### Dataset records
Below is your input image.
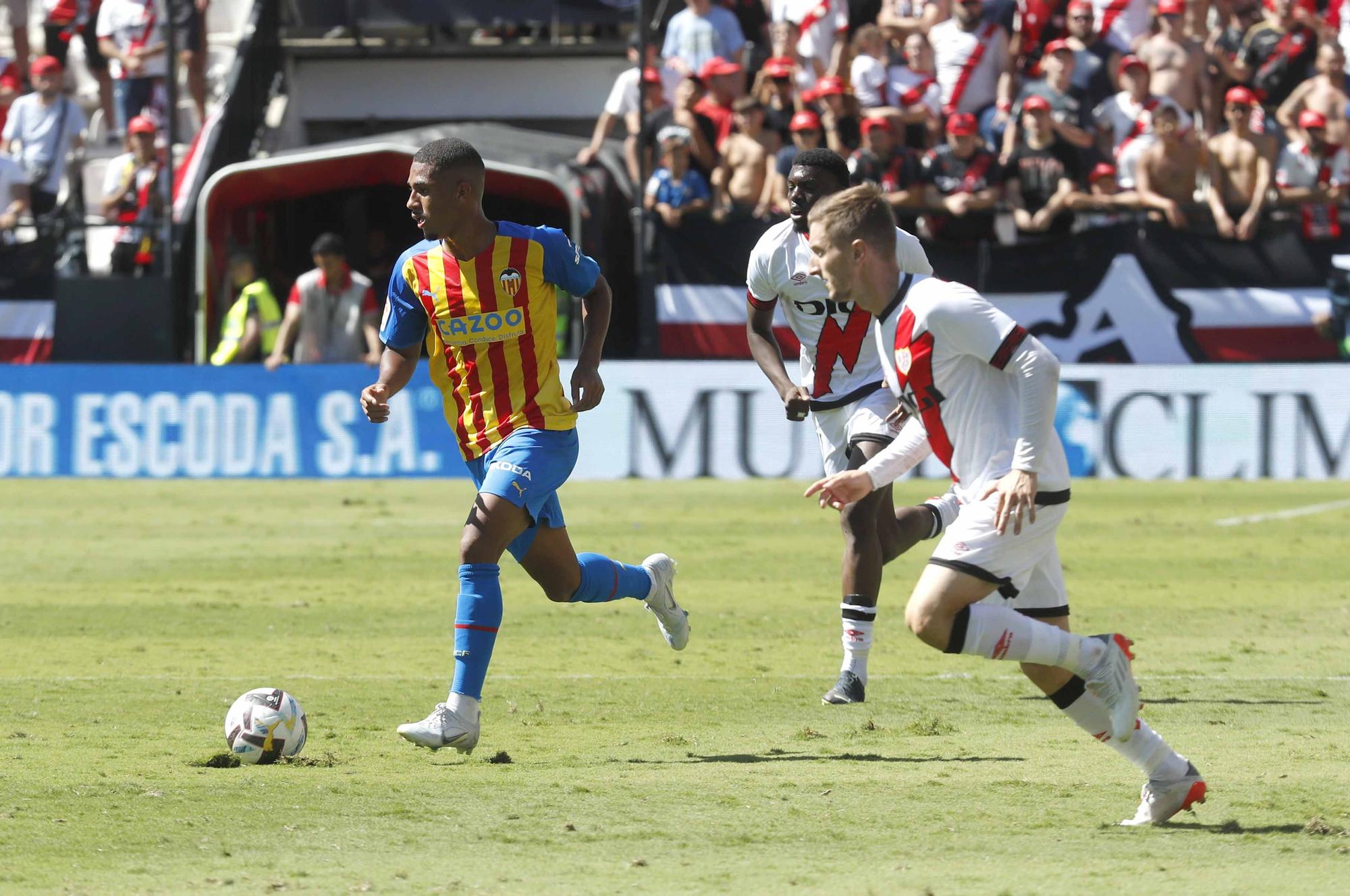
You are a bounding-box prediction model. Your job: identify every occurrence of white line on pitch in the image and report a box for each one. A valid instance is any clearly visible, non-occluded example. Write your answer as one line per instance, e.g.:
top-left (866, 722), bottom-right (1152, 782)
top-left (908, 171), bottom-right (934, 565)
top-left (1214, 499), bottom-right (1350, 526)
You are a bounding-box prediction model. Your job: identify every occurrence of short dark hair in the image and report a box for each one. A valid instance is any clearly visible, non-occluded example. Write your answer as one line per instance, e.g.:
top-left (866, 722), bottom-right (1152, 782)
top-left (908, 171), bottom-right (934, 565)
top-left (792, 147), bottom-right (849, 189)
top-left (413, 136), bottom-right (487, 174)
top-left (309, 232), bottom-right (347, 258)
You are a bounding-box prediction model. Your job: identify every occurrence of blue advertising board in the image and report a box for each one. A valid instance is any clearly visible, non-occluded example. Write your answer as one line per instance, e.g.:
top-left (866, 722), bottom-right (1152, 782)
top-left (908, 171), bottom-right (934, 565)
top-left (0, 364), bottom-right (467, 478)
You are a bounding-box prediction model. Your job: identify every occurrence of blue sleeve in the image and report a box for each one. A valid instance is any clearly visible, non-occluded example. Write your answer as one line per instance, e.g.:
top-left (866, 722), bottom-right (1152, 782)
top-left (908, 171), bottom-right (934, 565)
top-left (533, 227), bottom-right (599, 296)
top-left (379, 246), bottom-right (427, 348)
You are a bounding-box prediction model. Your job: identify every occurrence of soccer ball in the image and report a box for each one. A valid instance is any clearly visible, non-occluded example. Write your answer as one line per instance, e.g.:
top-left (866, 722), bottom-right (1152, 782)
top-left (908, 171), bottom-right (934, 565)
top-left (225, 688), bottom-right (309, 765)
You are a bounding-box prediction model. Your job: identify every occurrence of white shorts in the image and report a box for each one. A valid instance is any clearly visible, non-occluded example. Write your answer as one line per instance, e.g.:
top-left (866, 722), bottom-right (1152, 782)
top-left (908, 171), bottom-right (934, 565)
top-left (811, 386), bottom-right (899, 476)
top-left (929, 490), bottom-right (1069, 618)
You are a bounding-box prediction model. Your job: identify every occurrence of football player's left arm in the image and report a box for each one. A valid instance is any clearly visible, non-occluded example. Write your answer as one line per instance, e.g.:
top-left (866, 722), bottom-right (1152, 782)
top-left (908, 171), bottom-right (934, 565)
top-left (572, 274), bottom-right (613, 413)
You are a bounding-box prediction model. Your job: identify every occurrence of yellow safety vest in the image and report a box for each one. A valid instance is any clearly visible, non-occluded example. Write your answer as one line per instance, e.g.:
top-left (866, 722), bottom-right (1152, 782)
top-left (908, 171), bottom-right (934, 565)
top-left (211, 278), bottom-right (281, 366)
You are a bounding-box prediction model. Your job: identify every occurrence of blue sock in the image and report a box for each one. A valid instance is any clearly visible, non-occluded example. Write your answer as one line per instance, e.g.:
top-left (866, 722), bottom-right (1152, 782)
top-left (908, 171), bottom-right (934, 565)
top-left (450, 563), bottom-right (502, 700)
top-left (571, 553), bottom-right (652, 603)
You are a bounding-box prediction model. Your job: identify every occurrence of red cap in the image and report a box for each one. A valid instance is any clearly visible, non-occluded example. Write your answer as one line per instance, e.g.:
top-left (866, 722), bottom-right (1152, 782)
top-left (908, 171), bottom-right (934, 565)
top-left (1115, 53), bottom-right (1149, 77)
top-left (860, 115), bottom-right (891, 134)
top-left (1299, 109), bottom-right (1327, 131)
top-left (946, 112), bottom-right (977, 136)
top-left (28, 57), bottom-right (61, 76)
top-left (787, 109), bottom-right (821, 131)
top-left (815, 74), bottom-right (844, 97)
top-left (1088, 162), bottom-right (1115, 184)
top-left (698, 57), bottom-right (741, 81)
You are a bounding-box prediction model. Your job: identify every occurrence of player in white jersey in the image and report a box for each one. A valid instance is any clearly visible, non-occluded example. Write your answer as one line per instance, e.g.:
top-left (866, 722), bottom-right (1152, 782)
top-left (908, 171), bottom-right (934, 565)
top-left (747, 148), bottom-right (956, 703)
top-left (807, 186), bottom-right (1206, 824)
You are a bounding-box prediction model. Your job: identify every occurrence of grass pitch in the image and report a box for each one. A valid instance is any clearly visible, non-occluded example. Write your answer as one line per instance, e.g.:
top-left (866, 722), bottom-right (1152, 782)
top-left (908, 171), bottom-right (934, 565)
top-left (0, 480), bottom-right (1350, 895)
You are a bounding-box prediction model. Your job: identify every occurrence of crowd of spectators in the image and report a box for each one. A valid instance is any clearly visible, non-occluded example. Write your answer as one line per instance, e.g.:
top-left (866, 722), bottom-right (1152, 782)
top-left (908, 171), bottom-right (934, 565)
top-left (591, 0), bottom-right (1350, 242)
top-left (0, 0), bottom-right (209, 275)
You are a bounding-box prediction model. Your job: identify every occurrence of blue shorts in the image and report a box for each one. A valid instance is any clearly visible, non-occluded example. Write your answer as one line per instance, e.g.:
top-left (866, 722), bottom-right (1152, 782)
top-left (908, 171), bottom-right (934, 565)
top-left (466, 429), bottom-right (579, 561)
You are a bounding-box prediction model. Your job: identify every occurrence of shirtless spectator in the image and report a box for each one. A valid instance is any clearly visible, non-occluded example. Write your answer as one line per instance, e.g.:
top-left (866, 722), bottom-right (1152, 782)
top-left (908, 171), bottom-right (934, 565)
top-left (876, 0), bottom-right (952, 40)
top-left (1092, 55), bottom-right (1191, 189)
top-left (1274, 109), bottom-right (1350, 240)
top-left (922, 112), bottom-right (1003, 243)
top-left (1092, 0), bottom-right (1153, 53)
top-left (1234, 0), bottom-right (1318, 111)
top-left (1003, 40), bottom-right (1094, 159)
top-left (929, 0), bottom-right (1013, 146)
top-left (1065, 0), bottom-right (1122, 109)
top-left (713, 96), bottom-right (775, 217)
top-left (886, 31), bottom-right (942, 150)
top-left (1135, 0), bottom-right (1215, 121)
top-left (1207, 86), bottom-right (1274, 240)
top-left (1137, 105), bottom-right (1200, 231)
top-left (694, 57), bottom-right (741, 146)
top-left (1274, 43), bottom-right (1350, 146)
top-left (849, 24), bottom-right (888, 112)
top-left (1003, 94), bottom-right (1081, 235)
top-left (1064, 162), bottom-right (1139, 231)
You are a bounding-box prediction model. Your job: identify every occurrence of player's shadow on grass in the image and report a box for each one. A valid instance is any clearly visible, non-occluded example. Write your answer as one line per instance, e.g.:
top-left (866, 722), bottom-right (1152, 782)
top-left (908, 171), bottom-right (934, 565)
top-left (628, 750), bottom-right (1026, 765)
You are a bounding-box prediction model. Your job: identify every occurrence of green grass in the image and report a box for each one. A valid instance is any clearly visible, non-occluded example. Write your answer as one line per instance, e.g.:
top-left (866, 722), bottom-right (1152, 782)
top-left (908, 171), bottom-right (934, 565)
top-left (0, 480), bottom-right (1350, 895)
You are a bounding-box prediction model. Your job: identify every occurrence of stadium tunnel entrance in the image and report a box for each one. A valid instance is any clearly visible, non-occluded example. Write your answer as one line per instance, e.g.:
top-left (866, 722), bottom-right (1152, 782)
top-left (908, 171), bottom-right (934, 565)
top-left (193, 124), bottom-right (636, 363)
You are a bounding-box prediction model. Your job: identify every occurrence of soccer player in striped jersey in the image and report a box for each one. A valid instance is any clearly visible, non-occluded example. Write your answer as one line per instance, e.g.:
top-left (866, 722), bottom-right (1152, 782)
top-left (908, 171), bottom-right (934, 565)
top-left (360, 138), bottom-right (688, 753)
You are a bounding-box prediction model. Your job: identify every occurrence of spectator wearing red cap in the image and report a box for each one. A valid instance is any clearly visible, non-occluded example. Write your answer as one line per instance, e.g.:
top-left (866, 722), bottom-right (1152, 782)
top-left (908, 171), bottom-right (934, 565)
top-left (713, 96), bottom-right (776, 219)
top-left (3, 57), bottom-right (88, 216)
top-left (1234, 0), bottom-right (1318, 111)
top-left (848, 116), bottom-right (923, 224)
top-left (1003, 94), bottom-right (1083, 235)
top-left (1064, 0), bottom-right (1123, 109)
top-left (1207, 86), bottom-right (1276, 240)
top-left (1274, 43), bottom-right (1350, 146)
top-left (640, 77), bottom-right (720, 184)
top-left (694, 57), bottom-right (741, 151)
top-left (1002, 40), bottom-right (1094, 159)
top-left (662, 0), bottom-right (745, 74)
top-left (921, 112), bottom-right (1003, 243)
top-left (97, 0), bottom-right (169, 134)
top-left (802, 74), bottom-right (863, 158)
top-left (1122, 105), bottom-right (1200, 229)
top-left (1092, 0), bottom-right (1153, 53)
top-left (849, 24), bottom-right (890, 111)
top-left (103, 115), bottom-right (167, 277)
top-left (1092, 55), bottom-right (1191, 189)
top-left (886, 31), bottom-right (942, 150)
top-left (774, 109), bottom-right (825, 212)
top-left (1135, 0), bottom-right (1210, 115)
top-left (929, 0), bottom-right (1013, 146)
top-left (1274, 109), bottom-right (1350, 239)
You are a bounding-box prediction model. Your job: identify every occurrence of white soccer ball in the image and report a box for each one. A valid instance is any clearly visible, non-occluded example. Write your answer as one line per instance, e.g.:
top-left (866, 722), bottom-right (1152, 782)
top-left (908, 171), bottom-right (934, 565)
top-left (225, 688), bottom-right (309, 765)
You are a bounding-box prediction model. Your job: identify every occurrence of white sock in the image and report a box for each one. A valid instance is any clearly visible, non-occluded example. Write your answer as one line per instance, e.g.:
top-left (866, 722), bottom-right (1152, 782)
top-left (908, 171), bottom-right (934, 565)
top-left (1050, 676), bottom-right (1187, 781)
top-left (946, 603), bottom-right (1103, 675)
top-left (840, 600), bottom-right (876, 684)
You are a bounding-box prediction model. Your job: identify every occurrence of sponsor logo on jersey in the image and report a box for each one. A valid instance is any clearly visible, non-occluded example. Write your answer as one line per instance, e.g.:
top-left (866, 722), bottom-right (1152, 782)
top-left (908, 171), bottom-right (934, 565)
top-left (487, 460), bottom-right (533, 488)
top-left (436, 310), bottom-right (525, 345)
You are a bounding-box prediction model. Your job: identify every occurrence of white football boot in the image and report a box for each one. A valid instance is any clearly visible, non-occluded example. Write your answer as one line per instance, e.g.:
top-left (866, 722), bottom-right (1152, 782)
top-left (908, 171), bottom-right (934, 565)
top-left (398, 700), bottom-right (479, 756)
top-left (643, 553), bottom-right (688, 650)
top-left (1083, 634), bottom-right (1139, 744)
top-left (1120, 762), bottom-right (1206, 827)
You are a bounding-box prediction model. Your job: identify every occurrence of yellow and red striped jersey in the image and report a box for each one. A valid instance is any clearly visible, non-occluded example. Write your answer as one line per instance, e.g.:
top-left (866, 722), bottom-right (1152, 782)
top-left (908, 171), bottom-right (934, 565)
top-left (381, 221), bottom-right (599, 460)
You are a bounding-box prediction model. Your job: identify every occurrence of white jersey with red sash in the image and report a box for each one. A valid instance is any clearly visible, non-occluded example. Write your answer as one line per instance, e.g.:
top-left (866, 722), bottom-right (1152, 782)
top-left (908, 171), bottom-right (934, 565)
top-left (745, 221), bottom-right (933, 401)
top-left (929, 19), bottom-right (1007, 115)
top-left (876, 275), bottom-right (1069, 505)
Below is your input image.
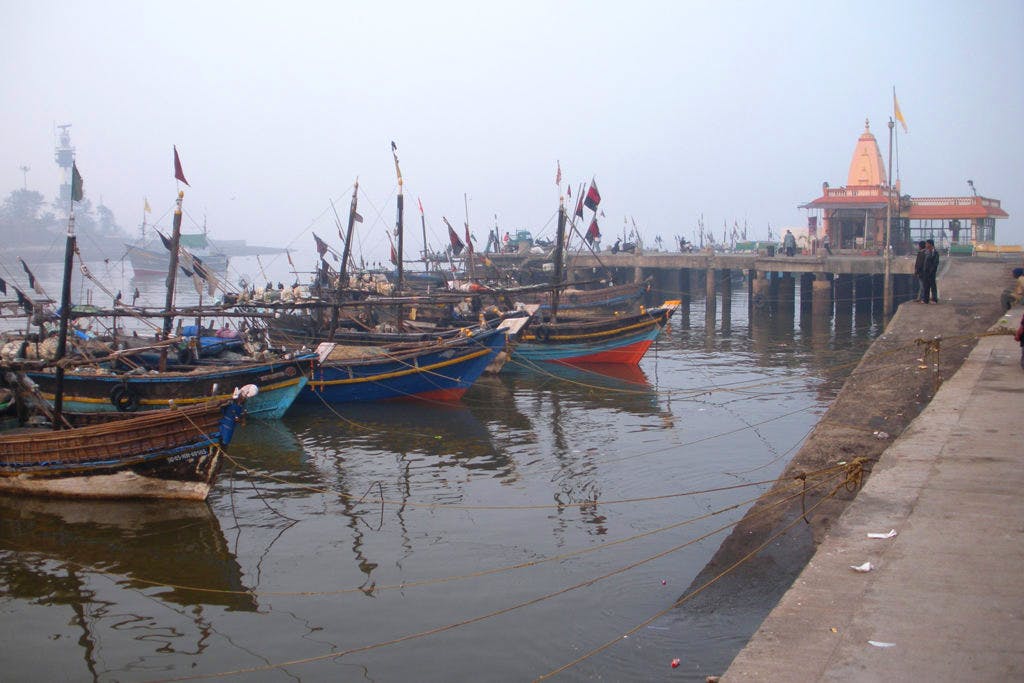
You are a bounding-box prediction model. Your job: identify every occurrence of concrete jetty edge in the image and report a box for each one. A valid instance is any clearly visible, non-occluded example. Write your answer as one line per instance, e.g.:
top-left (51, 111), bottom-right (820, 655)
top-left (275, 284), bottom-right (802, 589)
top-left (721, 270), bottom-right (1024, 681)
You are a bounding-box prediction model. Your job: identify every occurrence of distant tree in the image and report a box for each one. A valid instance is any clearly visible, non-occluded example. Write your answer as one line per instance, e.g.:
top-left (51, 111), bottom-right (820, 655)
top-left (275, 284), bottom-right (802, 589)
top-left (0, 189), bottom-right (44, 224)
top-left (0, 189), bottom-right (54, 243)
top-left (96, 204), bottom-right (121, 237)
top-left (50, 197), bottom-right (96, 236)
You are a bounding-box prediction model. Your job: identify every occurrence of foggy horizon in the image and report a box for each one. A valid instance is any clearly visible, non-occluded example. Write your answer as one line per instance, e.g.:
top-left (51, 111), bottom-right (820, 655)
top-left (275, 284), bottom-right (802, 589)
top-left (0, 2), bottom-right (1024, 269)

### What the task requires
Repeat the lines from the one containing "occurrence of foggy" through the end of the material, without changing anything.

### Worked solution
You are a bounding-box prediction model. Your job: identify every occurrence of foggy horizon in the image and report a box for each one. A valid instance is any clearly visible, non-occluded example. Write your answer as one line per instance, e.g.:
top-left (51, 111), bottom-right (820, 655)
top-left (275, 284), bottom-right (802, 589)
top-left (0, 2), bottom-right (1024, 269)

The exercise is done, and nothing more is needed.